SHORT TASK:
Rewrite everything from the first line down to the line containing "point(451, 76)", keeping the requests, with each answer point coordinate multiplied by 2.6 and rounded to a whole number (halves round up), and the requests and their sample points left unchanged. Leave out the pictures.

THE INPUT:
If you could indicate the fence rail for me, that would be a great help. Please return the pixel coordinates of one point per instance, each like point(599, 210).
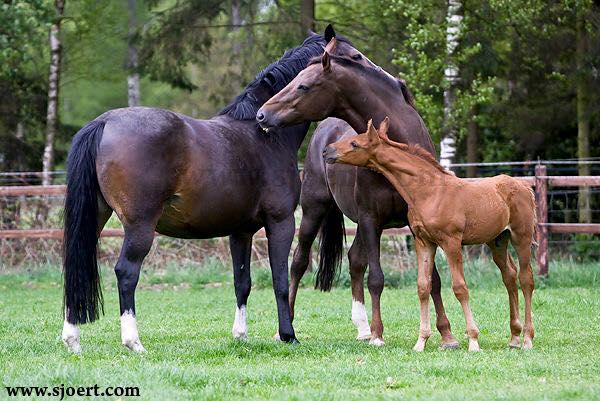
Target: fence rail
point(541, 181)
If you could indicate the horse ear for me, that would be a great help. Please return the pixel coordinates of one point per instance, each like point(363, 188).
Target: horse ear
point(329, 33)
point(385, 124)
point(372, 132)
point(326, 62)
point(331, 45)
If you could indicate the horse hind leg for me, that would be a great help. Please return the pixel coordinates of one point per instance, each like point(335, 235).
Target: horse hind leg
point(522, 240)
point(71, 333)
point(358, 265)
point(241, 250)
point(136, 245)
point(502, 259)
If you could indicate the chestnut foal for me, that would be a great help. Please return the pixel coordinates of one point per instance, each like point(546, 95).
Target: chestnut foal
point(494, 211)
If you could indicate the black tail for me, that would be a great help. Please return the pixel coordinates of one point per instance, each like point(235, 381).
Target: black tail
point(82, 292)
point(331, 247)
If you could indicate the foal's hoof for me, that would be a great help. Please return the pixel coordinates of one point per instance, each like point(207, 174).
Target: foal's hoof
point(449, 345)
point(135, 346)
point(515, 342)
point(378, 342)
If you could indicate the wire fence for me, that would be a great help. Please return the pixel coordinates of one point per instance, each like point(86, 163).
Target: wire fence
point(44, 212)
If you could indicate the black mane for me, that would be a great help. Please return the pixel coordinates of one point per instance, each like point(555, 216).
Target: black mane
point(281, 72)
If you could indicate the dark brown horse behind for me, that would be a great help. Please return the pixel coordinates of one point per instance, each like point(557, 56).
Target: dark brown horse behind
point(343, 83)
point(166, 172)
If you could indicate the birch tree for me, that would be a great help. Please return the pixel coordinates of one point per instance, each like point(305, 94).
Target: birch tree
point(53, 85)
point(451, 76)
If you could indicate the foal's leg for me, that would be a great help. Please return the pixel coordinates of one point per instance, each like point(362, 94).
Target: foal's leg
point(461, 291)
point(522, 244)
point(136, 245)
point(442, 323)
point(279, 236)
point(70, 334)
point(358, 265)
point(312, 217)
point(499, 247)
point(241, 250)
point(371, 237)
point(425, 258)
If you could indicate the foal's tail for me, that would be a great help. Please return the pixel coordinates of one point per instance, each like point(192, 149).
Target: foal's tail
point(331, 247)
point(82, 300)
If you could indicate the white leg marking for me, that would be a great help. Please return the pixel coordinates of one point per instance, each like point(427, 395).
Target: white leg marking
point(70, 337)
point(129, 334)
point(360, 320)
point(240, 328)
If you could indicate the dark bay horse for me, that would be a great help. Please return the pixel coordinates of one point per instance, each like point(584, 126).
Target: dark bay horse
point(343, 83)
point(165, 172)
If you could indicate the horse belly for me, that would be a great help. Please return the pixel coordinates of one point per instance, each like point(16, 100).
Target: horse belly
point(208, 214)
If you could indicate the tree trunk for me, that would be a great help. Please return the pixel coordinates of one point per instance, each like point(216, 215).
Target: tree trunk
point(53, 82)
point(583, 115)
point(451, 75)
point(133, 79)
point(307, 16)
point(472, 145)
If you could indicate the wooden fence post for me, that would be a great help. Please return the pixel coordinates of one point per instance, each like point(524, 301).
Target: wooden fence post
point(541, 199)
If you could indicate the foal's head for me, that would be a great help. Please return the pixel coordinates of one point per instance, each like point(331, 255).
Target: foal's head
point(315, 92)
point(358, 150)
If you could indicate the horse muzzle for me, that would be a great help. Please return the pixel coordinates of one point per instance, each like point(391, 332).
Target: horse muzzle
point(330, 155)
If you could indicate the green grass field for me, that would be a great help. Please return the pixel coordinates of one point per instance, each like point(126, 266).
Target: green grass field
point(191, 355)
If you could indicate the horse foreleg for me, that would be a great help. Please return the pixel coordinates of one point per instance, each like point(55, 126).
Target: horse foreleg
point(461, 291)
point(241, 250)
point(442, 323)
point(425, 257)
point(358, 265)
point(279, 237)
point(136, 245)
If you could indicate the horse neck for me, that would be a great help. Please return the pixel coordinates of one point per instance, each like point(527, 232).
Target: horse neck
point(292, 137)
point(364, 98)
point(417, 180)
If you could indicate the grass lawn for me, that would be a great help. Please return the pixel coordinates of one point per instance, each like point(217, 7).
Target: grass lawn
point(191, 355)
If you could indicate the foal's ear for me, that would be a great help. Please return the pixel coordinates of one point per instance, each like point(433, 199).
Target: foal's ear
point(372, 132)
point(326, 62)
point(385, 124)
point(329, 33)
point(331, 45)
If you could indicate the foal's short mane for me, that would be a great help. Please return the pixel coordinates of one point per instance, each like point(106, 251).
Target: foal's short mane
point(417, 150)
point(372, 72)
point(280, 73)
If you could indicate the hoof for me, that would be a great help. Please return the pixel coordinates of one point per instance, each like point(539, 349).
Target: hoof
point(70, 337)
point(449, 345)
point(239, 335)
point(474, 346)
point(135, 346)
point(73, 345)
point(515, 343)
point(377, 342)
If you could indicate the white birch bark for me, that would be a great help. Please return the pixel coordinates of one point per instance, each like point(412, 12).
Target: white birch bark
point(451, 75)
point(133, 79)
point(53, 83)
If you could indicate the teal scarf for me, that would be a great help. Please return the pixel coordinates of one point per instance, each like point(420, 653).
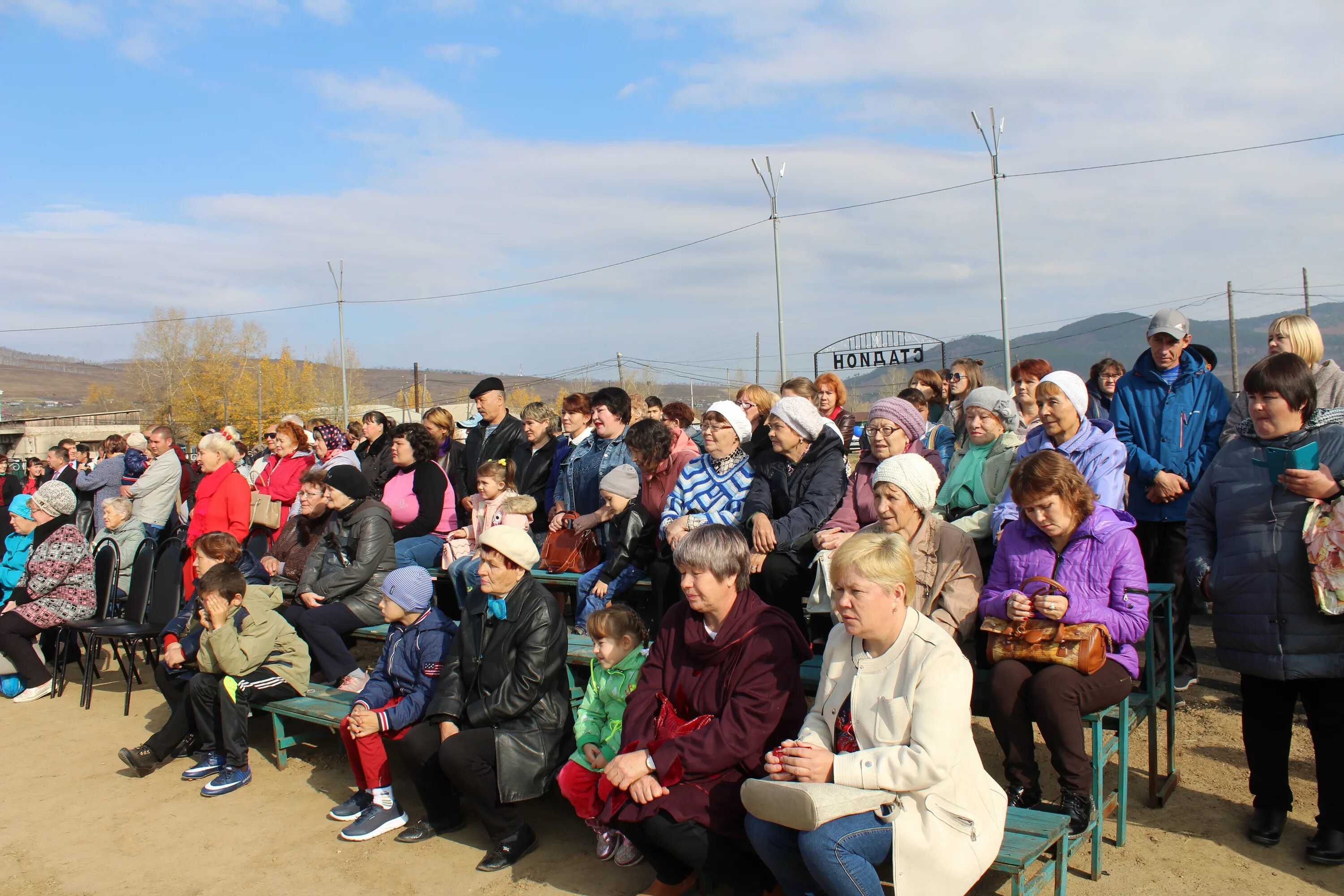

RESPONSE TO THE TASK:
If you could indicate the fence rail for me, that would be a great help. Please return the pixel coordinates of one point per instance, each like point(599, 210).
Target: fence rail
point(1407, 471)
If you could indicate the horse ear for me, that would be a great help. Please return the pixel coordinates of one point per instance, each like point(363, 188).
Target: horse ear
point(855, 86)
point(1001, 322)
point(967, 343)
point(848, 161)
point(861, 117)
If you could indicate the horse hind leg for me, that would be a great help. Please return the pixel coordinates of one point per instance, each like point(335, 235).
Target: horse hind leg
point(1357, 624)
point(185, 866)
point(931, 689)
point(627, 650)
point(354, 637)
point(1305, 673)
If you could indicate the chestnut foal for me, that would be a great help. Please return the pixel coordinates of one point per instance, each like point(546, 95).
Target: chestnut foal
point(1284, 549)
If you could indicate the black tail for me, that would be a great help. Please return the pixel coordinates of one point per instance, each like point(235, 381).
Target: black tail
point(213, 759)
point(861, 642)
If you could indicate the foal's hoof for me, that would be a great help. Please return the pixel coordinates of one point per instance, each like point(207, 174).
Target: foal's hoof
point(1167, 897)
point(351, 900)
point(1339, 889)
point(983, 889)
If you could indicate the wire fence for me, that would be a great help. Please return the pixel coordinates of one point per instance, each like point(86, 163).
Target: wire fence
point(114, 551)
If you could indicate the black mane for me, that would be a great help. Please return the pixel coordinates of one point per instance, each like point(555, 216).
Target: black mane
point(731, 187)
If you could indicate the dark brown horse behind for me, that would be a great help. Please return the pixel coordinates of one point per instance, each like point(557, 56).
Target: dark brown horse behind
point(892, 216)
point(432, 447)
If you could indicate the birch tree for me, that would be a great help. Please return the pixel coordinates of one point per instance, each like point(305, 94).
Target: birch tree
point(138, 221)
point(1173, 198)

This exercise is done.